> SELECTED EXCERPT
┌──
Harsh winter weather conditions along Lake Ontario have forced a Kansas City woman to abandon her attempt to break a world record in paddling.
Traci Lynn Martin, 50, sought to break the Guinness world record for longest nonstop solo trip on a surf ski in a calendar year by paddling around all five Great Lakes. Since March, she circumnavigated lakes Huron, Superior and Michigan and paddled along the south shoreline of Lake Erie.
In mid-November she passed through Buffalo and Niagara.
But below-freezing temperatures, snow and ice on Lake Ontario led Martin to cut the trip short at Toronto, where she had been stuck for more than a week. She made the decision Friday, and announced it Saturday in an emotional video posted to her Facebook page.
"Winter is here," she said. "It's here and there's ice out on the water."
Martin said she and her boat, a variation on a kayak, would become coated in ice out on the frigid waters. Even four layers of clothing couldn't keep her warm. The forecast showed temperatures would remain below freezing for all but one day until Dec. 31, she said.
└──
> SUPPLIED INFORMATION
┌──
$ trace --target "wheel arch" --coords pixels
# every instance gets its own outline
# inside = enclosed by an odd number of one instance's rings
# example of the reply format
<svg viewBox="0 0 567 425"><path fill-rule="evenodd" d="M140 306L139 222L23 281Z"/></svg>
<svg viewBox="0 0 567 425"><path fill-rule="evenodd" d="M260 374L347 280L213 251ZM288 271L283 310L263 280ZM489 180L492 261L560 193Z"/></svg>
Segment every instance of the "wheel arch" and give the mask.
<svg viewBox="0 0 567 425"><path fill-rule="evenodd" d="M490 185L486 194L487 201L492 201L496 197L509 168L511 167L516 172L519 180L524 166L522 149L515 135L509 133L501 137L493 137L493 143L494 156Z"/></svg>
└──
> WHAT TO DO
a: In the paddling record article, at what city did Traci Lynn Martin cut her trip short?
b: Resume the article on Traci Lynn Martin's Great Lakes paddling attempt, picking up right after its last sentence.
The listing is drawn from a separate source.

> EXPECTED OUTPUTS
a: Toronto.

b:
"It doesn't make any sense to continue so I think it's time to stop," she said. "Realistically I'm not going to make it. But I've done a lot. I came up here pretty naive about what I was getting myself into and I learned."
Created by lifeguards in Australia and popular on the West Coast, a surf ski is longer and thinner than a kayak. While the ends of a kayak flare up out of the water, a surf ski's entire length is in the water, making it sleeker and faster, and, like a sailboat, it has an understern rudder controlled by foot pedals.
Martin said she paddled the boat 3,582 miles during her voyage, short of the 3,900 she needed by Dec. 31 to break the record.
She paddled up the Niagara River in mid-November, then pushed her 19-foot-long surf ski on a two-wheel cart for 13 miles around Niagara Falls to Lewiston.
In her video Saturday, Martin recalled the warm reception she received on that portage.
"I had close to a dozen people who just showed up and said they wanted to walk with me, support me and encourage me," she told The Buffalo News on Monday from the road in Illinois. "It was so incredible. I've never felt anything so heartwarming in my life."
She started paddling clockwise around Lake Ontario, past Hamilton to Toronto where she arrived in early December. She tried to paddle in the harbors and among islands, but found conditions still limited her to several hours and miles a day.
"The conditions on the water became so rough that it wasn't wise to paddle in the water anymore," she said.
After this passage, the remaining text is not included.